**DOKUMEN**
────

Lihat ke Halaman Asli

Djulianto Susantio

TERVERIFIKASI

Arkeolog mandiri, senang menulis arkeologi, museum, sejarah, astrologi, palmistri, olahraga, numismatik, dan filateli.

Piringan Hitam: Dulu Disukai Karena Suaranya Jernih, Kini Menjadi Buruan Kolektor

Diperbarui: 29 Agustus 2017   09:34

Kompasiana adalah platform blog. Konten ini menjadi tanggung jawab bloger dan tidak mewakili pandangan redaksi Kompas.

Piringan hitam produksi Irama Record (Dokpri)

Ayah saya rupanya penggemar musik. Ada banyak piringan hitam yang ia wariskan kepada saya. Sayang karena sudah terlalu lama, banyak sampul piringan hitam itu telah rusak. Mungkin ayah saya kurang memperhatikan tempat penyimpanan, terutama setelah alat pemutarnya rusak. Setahu saya alat pemutar itu buatan Jerman, entah merknya apa. Sewaktu kecil, saya sering mendengar musik dari piringan hitam ayah.

Sekarang lemari kecil itu telah berubah fungsi. Bagian atas, yang tadinya tempat turntable, menjadi tempat gelas dan piring. Bagian bawah tempat memuat piringan hitam, menjadi tempat makanan kering.

────

**DESKRIPSI TUGAS**
Jawab pertanyaan berikut berdasarkan tulisan tentang piringan hitam di atas.
(a) Kapan tulisan itu terakhir diperbarui?
(b) Buatan negara mana alat pemutar piringan hitam milik ayah penulis?
(c) Bagian atas lemari kecil itu sekarang menjadi tempat apa?

**DATA TERCATAT**

────

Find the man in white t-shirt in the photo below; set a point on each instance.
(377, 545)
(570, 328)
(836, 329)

────

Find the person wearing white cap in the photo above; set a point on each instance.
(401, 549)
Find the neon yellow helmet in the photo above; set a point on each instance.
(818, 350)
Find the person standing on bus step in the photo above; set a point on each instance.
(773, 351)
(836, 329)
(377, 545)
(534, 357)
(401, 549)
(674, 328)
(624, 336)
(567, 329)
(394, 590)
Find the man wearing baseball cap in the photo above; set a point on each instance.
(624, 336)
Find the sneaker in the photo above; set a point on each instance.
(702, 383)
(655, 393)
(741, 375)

────

**PENYELESAIAN**
(a) 29 Agustus 2017, pukul 09:34.
(b) Jerman.
(c) Tempat gelas dan piring.